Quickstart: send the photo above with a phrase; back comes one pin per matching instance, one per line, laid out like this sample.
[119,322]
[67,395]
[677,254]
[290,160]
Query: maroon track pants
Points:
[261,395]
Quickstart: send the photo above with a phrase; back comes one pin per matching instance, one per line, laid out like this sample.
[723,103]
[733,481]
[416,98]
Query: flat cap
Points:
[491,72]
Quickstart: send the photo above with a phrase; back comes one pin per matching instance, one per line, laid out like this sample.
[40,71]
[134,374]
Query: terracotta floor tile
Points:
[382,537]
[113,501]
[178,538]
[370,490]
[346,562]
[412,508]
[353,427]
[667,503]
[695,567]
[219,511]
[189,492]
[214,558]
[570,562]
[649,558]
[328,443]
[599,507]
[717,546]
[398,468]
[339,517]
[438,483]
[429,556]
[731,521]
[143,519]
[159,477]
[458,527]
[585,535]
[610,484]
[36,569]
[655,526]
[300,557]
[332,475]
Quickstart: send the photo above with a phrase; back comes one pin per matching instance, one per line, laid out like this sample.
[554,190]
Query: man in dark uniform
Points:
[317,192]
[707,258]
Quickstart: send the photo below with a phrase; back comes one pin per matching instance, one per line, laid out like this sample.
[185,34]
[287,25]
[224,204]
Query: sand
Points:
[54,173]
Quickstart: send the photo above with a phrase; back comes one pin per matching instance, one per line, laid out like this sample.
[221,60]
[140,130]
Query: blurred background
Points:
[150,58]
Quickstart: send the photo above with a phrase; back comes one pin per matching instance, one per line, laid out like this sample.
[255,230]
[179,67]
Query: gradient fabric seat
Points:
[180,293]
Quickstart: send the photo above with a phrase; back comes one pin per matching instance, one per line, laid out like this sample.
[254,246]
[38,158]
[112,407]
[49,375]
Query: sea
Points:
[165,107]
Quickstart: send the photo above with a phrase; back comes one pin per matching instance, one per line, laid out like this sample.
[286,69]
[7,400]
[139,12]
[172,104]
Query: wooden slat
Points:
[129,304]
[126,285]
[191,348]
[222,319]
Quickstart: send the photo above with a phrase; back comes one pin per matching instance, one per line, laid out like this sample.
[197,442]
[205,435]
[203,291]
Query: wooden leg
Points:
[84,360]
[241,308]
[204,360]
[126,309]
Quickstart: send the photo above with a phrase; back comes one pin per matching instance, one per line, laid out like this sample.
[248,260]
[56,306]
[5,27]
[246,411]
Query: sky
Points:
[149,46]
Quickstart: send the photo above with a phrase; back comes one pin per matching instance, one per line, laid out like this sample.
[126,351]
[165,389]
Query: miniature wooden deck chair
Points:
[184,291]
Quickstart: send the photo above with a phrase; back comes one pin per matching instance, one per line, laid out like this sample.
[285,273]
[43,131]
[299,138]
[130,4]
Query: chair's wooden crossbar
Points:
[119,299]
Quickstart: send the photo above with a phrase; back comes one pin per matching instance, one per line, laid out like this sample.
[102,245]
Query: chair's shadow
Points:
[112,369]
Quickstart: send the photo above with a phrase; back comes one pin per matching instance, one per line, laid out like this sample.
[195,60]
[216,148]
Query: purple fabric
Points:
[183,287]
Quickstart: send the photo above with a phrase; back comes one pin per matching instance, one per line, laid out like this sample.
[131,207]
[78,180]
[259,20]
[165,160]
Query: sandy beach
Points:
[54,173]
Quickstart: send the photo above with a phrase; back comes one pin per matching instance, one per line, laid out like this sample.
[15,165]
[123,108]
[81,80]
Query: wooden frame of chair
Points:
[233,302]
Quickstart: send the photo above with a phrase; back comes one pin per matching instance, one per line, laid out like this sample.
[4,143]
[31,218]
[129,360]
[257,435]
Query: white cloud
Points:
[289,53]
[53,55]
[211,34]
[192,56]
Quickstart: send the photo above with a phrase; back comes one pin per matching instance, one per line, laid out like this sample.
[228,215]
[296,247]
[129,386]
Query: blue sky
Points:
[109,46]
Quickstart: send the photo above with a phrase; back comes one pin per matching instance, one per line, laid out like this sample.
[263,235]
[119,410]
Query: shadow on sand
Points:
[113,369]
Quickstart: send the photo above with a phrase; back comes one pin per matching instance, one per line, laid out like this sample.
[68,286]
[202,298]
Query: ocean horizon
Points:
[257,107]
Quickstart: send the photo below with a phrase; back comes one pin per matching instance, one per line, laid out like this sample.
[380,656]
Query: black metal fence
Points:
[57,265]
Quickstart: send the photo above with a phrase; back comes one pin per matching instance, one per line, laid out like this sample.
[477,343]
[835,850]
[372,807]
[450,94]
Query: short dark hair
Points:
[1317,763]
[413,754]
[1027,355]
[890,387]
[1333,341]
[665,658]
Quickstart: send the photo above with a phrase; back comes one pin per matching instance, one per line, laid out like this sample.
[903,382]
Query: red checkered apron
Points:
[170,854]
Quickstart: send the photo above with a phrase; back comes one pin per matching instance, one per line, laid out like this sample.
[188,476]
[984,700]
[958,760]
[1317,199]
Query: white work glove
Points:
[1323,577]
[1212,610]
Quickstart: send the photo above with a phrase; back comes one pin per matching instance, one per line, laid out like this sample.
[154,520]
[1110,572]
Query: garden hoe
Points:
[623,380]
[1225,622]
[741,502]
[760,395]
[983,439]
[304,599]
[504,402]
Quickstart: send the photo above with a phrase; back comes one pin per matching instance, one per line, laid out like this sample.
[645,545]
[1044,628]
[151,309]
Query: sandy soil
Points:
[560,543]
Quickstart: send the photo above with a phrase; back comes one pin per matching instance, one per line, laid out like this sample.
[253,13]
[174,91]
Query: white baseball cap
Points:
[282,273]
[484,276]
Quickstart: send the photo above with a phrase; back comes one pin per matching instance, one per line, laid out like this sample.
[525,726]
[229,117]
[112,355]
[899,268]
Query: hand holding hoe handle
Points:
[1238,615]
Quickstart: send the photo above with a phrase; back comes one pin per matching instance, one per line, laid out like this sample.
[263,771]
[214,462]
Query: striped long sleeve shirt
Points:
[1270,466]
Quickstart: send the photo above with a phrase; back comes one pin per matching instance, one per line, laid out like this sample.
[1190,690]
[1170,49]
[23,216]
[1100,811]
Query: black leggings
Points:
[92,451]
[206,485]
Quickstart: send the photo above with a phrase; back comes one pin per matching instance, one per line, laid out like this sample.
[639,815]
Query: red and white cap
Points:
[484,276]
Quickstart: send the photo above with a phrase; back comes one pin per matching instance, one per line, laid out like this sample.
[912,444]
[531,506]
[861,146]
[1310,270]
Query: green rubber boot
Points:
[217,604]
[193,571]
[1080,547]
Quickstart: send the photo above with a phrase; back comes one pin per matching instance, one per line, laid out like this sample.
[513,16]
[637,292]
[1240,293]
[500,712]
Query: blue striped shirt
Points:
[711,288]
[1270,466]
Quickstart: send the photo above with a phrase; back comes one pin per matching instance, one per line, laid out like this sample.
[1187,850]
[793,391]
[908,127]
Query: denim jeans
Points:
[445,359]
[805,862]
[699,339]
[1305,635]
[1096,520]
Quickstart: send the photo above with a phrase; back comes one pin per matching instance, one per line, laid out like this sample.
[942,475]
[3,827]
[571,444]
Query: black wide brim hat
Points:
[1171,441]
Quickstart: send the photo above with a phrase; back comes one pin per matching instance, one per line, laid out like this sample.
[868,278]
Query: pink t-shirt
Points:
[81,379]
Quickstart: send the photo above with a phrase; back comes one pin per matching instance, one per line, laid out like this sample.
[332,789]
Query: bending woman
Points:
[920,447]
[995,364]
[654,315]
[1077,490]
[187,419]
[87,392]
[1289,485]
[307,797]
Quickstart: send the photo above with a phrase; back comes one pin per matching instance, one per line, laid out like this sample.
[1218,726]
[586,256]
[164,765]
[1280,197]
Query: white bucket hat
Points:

______

Stated task:
Output all of the material exactly as written.

Final result:
Quickstart: send the photo above with a phrase; back comes one pin per matching instance, one per line, laid out like this sample.
[119,322]
[67,395]
[677,254]
[290,160]
Query: maroon track pants
Points:
[261,395]
Quickstart: send the photo above with a phrase; back comes one pin per matching instance, one per line, laid out like this sample.
[723,103]
[733,481]
[416,98]
Query: flat cap
Points:
[491,72]
Quickstart: send the photo above with a phrase; back comes one pin per matching instance, one per line, laid out like this sample.
[40,71]
[134,374]
Query: terracotta floor tile
Points:
[382,537]
[113,501]
[178,538]
[370,490]
[346,562]
[412,508]
[353,427]
[667,503]
[695,567]
[219,511]
[189,492]
[214,558]
[570,562]
[649,558]
[328,443]
[599,507]
[717,546]
[398,468]
[339,517]
[438,483]
[429,556]
[731,521]
[143,519]
[159,477]
[458,527]
[585,535]
[610,484]
[36,569]
[655,526]
[300,557]
[332,475]
Quickstart: send the photo above with a phrase; back comes one pin per matching instance, one per line, laid out like this sample.
[554,190]
Query: man in dark uniform
Points:
[317,192]
[707,258]
Quickstart: send the photo below with a phrase; back comes one pin per matching instance, one per line, laid out like this sample.
[185,34]
[287,25]
[224,204]
Query: sand
Points:
[54,173]
Quickstart: send the photo above with a phrase; back comes one pin per matching instance, one per line, laid out like this sample.
[221,60]
[140,130]
Query: blurred background
Points:
[150,58]
Quickstart: send the photo above with a phrase; back comes one pin per matching instance, one per line, laid out like this sample.
[255,230]
[179,67]
Query: gradient fabric seat
Points:
[180,293]
Quickstart: send the photo above with a phrase; back comes one pin per matching instance, one per line, laid out like this sample.
[254,246]
[38,158]
[112,407]
[49,375]
Query: sea
Points:
[165,107]
Quickstart: send the photo above with a phrase; back comes one pin per matching instance, one per line, laid out like this sample.
[286,69]
[7,400]
[139,12]
[172,104]
Query: wooden slat
Points:
[129,304]
[126,285]
[191,348]
[222,319]
Quickstart: send the photo above with a phrase; back comes one pin per matching instance, one per line, laid out like this sample.
[197,442]
[205,435]
[203,291]
Query: wooden leg
Points:
[84,360]
[241,308]
[204,360]
[126,309]
Quickstart: send the photo above with a phrase; back comes one pin per matching instance, one per line, laid out like this sample.
[248,260]
[56,306]
[5,27]
[246,411]
Query: sky
Points:
[149,46]
Quickstart: send the photo above with a phrase; back comes one pin per matching instance, one per line, laid out like this sample.
[126,351]
[165,389]
Query: miniature wooden deck chair
Points:
[184,291]
Quickstart: send the photo above with a phrase; back comes one pin per matching instance, one per line, laid out like this sample.
[285,273]
[43,131]
[299,138]
[130,4]
Query: chair's wooden crossbar
Points:
[119,299]
Quickstart: send the photo above with a phrase; back comes one pin per matching instance, one per line, laid out like this sample.
[102,245]
Query: chair's shadow
Points:
[112,369]
Quickstart: send the photo above with a phrase; back comes one pin per matching instance, one per line, laid out like this sample.
[195,60]
[216,148]
Query: purple fabric
Points:
[183,287]
Quickstart: send the photo above with a phrase; back comes one pin per matching instance, one per line, laid out like this sample.
[131,207]
[78,180]
[259,20]
[165,160]
Query: sandy beach
Points:
[54,173]
Quickstart: send the photo above with a phrase; back comes one pin per matching instance, one per line, laid out like this sample.
[15,165]
[123,108]
[81,80]
Query: wooden frame of chair
Points:
[233,302]
Quickstart: send the photo above with a phrase; back comes one pin per matching instance, one per line, laid out like this sample.
[4,143]
[31,218]
[129,360]
[257,435]
Query: white cloud
Points:
[289,53]
[53,55]
[211,34]
[192,56]
Quickstart: send the photo above with a phrase; back comes one pin per matching instance, one per line, laid out like this sample.
[228,215]
[296,247]
[129,386]
Query: blue sky
Points:
[109,46]
Quickstart: send the photo above with a phrase; back comes one pin per matching instance, one per line, laid out like this sample.
[263,235]
[119,410]
Query: shadow on sand
Points:
[113,369]
Quickstart: send the photo above with a phrase; back comes one pin per matching instance, one per line, laid out like this sample.
[68,286]
[202,298]
Query: ocean horizon
Points:
[257,107]
Quickstart: send the photo below with a phrase; back comes one pin per matching instance, one per line, laid out like this sample.
[380,656]
Query: black metal fence
Points:
[57,265]
Quickstart: send the photo above with a phrase; back comes one pin per matching instance, one per line, laid out like this sample.
[477,343]
[835,850]
[372,807]
[450,94]
Query: short dark hair
Points:
[1317,763]
[413,754]
[1027,355]
[890,387]
[1333,341]
[665,658]
Quickstart: send the photo above with a phrase; back comes one pin per matching instance, one per line, laid out like this sample.
[903,382]
Query: red checkered apron
Points:
[170,854]
Quickstart: send the photo above with a phrase; back comes one pin per matching instance, one per line, laid out like this sample.
[188,476]
[984,700]
[958,760]
[1317,199]
Query: white work glove
Points:
[1323,577]
[1212,610]
Quickstart: send the photo above with a phrase; back comes one pin per matching instance, one per line, laid out like this sample.
[154,520]
[1110,572]
Query: garden hoe
Points:
[623,380]
[1225,622]
[741,502]
[760,395]
[983,439]
[304,599]
[504,402]
Quickstart: send the photo above with a phrase; back comes one pin per matching instance, one per line, laid out like this sample.
[645,545]
[1044,628]
[151,309]
Query: sandy soil
Points:
[560,543]
Quickstart: send the photo above with a phrase; back comes one pin per matching instance, one per line, laid out like this sample.
[253,13]
[174,91]
Query: white baseball cap
Points:
[282,273]
[484,276]
Quickstart: send the photo above with a phrase; back comes one pin per matching instance, one per line, laid out like this sample.
[525,726]
[229,117]
[112,355]
[899,268]
Query: hand holding hoe handle
Points:
[1238,615]
Quickstart: send the photo above with a phrase; back comes one pin per matching instance, one per line, laid out like this sample.
[263,771]
[214,462]
Query: striped long sleeve shirt
Points:
[1270,466]
Quickstart: send the photo above with a phrase; back comes one pin per matching instance, one per line, laid out like this sample.
[1190,690]
[1170,49]
[23,216]
[1100,811]
Query: black leggings
Points:
[92,451]
[206,485]
Quickstart: send the photo above with a phrase; back comes one pin per matching instance, one per line, laid out like this sample.
[639,815]
Query: red and white cap
Points:
[484,276]
Quickstart: send the photo above with a phrase; back comes one pin per matching instance, one per line, laid out like this sample.
[912,444]
[531,506]
[861,146]
[1310,270]
Query: green rubber boot
Points:
[217,604]
[193,571]
[1080,547]
Quickstart: send the photo above with a phrase; back comes one pin per matching instance, one per line, laid out like this sample.
[513,16]
[637,292]
[1240,293]
[500,712]
Query: blue striped shirt
Points:
[711,288]
[1270,466]
Quickstart: send the photo above with a phrase; back comes one pin per matching instance, one per line, laid out like this sample.
[1187,850]
[793,391]
[908,127]
Query: denim jeans
Points:
[445,359]
[805,862]
[699,339]
[1305,635]
[1096,520]
Quickstart: send the photo above with a phrase; back comes one pin per matching instance, one per line, laid out like this sample.
[942,475]
[3,827]
[571,444]
Query: black wide brim hat
Points:
[1171,441]
Quickstart: send the photo above with a phrase; back comes one pin per matching instance, one per line, laid out like this sample.
[868,278]
Query: pink t-shirt
Points:
[81,379]
Quickstart: send the photo above with a phrase; back comes one pin per matching instance, one per line, laid out like this sample.
[332,789]
Query: bending woman
Points:
[920,447]
[995,364]
[654,315]
[1077,490]
[187,419]
[87,392]
[1289,485]
[307,797]
Quickstart: send the photo above with a phrase; back comes one pin per matching instance, one per line, laid out like this sample.
[1218,726]
[586,256]
[164,765]
[1280,197]
Query: white bucket hat
Points:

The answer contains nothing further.